** Input data **
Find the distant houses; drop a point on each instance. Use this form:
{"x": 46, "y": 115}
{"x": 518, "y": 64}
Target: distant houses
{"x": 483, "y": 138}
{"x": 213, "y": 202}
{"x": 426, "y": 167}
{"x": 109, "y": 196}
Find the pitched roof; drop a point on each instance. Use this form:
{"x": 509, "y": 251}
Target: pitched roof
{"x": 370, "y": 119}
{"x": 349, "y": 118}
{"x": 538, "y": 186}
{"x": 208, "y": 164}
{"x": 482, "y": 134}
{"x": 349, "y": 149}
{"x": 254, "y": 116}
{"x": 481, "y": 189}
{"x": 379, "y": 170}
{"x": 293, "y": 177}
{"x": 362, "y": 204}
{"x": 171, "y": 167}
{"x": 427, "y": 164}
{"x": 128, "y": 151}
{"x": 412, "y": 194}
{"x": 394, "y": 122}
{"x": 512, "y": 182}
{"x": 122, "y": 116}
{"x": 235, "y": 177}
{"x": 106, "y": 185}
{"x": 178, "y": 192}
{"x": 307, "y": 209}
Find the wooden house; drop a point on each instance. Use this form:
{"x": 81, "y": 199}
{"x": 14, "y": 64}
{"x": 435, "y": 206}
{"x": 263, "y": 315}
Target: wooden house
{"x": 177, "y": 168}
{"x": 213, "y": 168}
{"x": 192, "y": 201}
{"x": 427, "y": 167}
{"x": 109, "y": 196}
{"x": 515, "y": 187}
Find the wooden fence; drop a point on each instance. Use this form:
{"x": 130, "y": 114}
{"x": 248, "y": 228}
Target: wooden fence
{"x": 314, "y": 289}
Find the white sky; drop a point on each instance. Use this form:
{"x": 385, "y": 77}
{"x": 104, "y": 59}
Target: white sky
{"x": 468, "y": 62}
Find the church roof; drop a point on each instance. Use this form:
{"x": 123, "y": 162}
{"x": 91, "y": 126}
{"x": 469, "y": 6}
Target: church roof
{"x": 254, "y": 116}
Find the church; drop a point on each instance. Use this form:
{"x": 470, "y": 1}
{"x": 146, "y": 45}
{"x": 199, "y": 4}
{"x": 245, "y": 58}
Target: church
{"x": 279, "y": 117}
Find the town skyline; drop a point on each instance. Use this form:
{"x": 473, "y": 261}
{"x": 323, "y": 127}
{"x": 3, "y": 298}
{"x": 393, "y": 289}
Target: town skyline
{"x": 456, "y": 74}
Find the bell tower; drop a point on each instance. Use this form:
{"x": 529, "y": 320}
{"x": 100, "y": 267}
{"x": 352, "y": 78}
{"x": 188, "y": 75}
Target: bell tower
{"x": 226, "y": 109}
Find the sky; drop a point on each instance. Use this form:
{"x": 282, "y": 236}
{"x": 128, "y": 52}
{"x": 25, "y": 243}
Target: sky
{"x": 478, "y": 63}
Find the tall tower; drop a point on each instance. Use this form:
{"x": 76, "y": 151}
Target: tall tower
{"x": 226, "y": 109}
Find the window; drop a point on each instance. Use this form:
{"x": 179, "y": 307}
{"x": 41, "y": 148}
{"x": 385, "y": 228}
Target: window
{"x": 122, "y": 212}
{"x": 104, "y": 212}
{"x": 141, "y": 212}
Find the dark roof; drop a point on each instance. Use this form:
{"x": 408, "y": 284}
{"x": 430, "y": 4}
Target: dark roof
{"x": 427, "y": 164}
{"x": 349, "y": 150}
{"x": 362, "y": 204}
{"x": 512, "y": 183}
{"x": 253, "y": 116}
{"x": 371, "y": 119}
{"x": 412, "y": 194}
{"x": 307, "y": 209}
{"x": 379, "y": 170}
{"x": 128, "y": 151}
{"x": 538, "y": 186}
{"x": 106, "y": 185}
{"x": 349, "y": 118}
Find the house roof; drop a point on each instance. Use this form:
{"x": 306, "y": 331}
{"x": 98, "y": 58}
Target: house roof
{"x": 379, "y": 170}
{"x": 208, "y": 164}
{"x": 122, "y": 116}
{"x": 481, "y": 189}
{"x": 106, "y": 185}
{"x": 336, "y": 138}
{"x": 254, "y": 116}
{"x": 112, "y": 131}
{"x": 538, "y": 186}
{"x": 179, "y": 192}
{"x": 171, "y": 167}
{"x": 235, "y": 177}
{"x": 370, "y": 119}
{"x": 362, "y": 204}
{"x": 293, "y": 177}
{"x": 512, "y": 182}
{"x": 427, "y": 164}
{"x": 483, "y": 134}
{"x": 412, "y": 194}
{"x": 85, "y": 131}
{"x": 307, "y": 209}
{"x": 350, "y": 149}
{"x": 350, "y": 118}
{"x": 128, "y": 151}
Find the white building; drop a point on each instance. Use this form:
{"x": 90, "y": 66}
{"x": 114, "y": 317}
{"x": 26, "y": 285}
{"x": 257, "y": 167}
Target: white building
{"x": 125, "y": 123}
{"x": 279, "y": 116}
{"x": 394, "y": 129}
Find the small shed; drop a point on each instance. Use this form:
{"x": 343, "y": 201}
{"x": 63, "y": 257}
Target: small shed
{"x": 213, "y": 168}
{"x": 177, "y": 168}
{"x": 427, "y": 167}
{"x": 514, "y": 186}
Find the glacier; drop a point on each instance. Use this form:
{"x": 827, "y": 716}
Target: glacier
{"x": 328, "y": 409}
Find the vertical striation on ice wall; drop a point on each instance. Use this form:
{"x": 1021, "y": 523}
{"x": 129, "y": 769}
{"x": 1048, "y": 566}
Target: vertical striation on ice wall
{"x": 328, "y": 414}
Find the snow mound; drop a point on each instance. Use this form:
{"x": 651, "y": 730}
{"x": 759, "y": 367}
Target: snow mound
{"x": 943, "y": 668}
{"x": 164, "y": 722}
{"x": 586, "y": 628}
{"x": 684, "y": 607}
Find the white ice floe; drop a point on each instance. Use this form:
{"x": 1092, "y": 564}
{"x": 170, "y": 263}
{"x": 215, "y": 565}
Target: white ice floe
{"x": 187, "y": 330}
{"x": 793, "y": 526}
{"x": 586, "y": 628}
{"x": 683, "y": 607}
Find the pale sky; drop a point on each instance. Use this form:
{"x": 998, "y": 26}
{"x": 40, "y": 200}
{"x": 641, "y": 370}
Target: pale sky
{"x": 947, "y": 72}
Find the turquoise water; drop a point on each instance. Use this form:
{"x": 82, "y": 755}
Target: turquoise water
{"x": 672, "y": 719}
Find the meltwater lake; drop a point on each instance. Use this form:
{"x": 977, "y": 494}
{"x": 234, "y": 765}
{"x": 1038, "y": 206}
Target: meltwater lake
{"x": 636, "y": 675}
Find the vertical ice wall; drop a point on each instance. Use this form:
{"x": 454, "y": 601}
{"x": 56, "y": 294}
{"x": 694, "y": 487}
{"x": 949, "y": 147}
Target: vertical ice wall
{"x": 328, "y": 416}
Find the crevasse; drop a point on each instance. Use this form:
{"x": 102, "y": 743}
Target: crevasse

** Task requirements **
Copy, without any change, the lines above from the one containing "Find the white building;" to the end, both ends included. Add nothing else.

** Written solution **
Find the white building; drop a point on each instance. Use this form:
{"x": 90, "y": 66}
{"x": 114, "y": 317}
{"x": 26, "y": 285}
{"x": 257, "y": 167}
Target: white building
{"x": 125, "y": 123}
{"x": 279, "y": 116}
{"x": 394, "y": 129}
Find the small shed; drop a point on each instance. Use this form:
{"x": 343, "y": 201}
{"x": 63, "y": 257}
Target: small shed
{"x": 213, "y": 168}
{"x": 177, "y": 168}
{"x": 427, "y": 167}
{"x": 514, "y": 186}
Find the glacier; drop a point on each instance. Use this form:
{"x": 827, "y": 716}
Target: glacier
{"x": 328, "y": 409}
Find the vertical striation on ice wall; drop a point on each instance. Use this form:
{"x": 1021, "y": 523}
{"x": 129, "y": 769}
{"x": 1048, "y": 566}
Target: vertical striation on ice wall
{"x": 328, "y": 414}
Find the snow mound; drop a point on each instance. Use this form:
{"x": 651, "y": 730}
{"x": 759, "y": 367}
Target: snow mound
{"x": 943, "y": 668}
{"x": 164, "y": 722}
{"x": 586, "y": 628}
{"x": 684, "y": 607}
Find the white ice floe; drop a point on each instance. Use this form:
{"x": 1092, "y": 564}
{"x": 170, "y": 263}
{"x": 215, "y": 565}
Target: white ice floe
{"x": 187, "y": 330}
{"x": 793, "y": 526}
{"x": 586, "y": 628}
{"x": 683, "y": 607}
Find the pale sky; drop a point on each instance. Use this form:
{"x": 998, "y": 26}
{"x": 40, "y": 200}
{"x": 641, "y": 370}
Target: pale sky
{"x": 947, "y": 72}
Find the turquoise water; drop a point on each instance. Use this form:
{"x": 82, "y": 755}
Target: turquoise water
{"x": 672, "y": 719}
Find the meltwater lake; drop a point on each instance. Use this form:
{"x": 977, "y": 494}
{"x": 234, "y": 765}
{"x": 1038, "y": 206}
Target: meltwater lake
{"x": 636, "y": 675}
Find the vertical ice wall; drop a point on each instance. Use this form:
{"x": 454, "y": 601}
{"x": 56, "y": 294}
{"x": 694, "y": 487}
{"x": 949, "y": 147}
Target: vertical ice wall
{"x": 328, "y": 416}
Find the crevasse; drop a point on each instance. Use this form:
{"x": 102, "y": 743}
Target: crevasse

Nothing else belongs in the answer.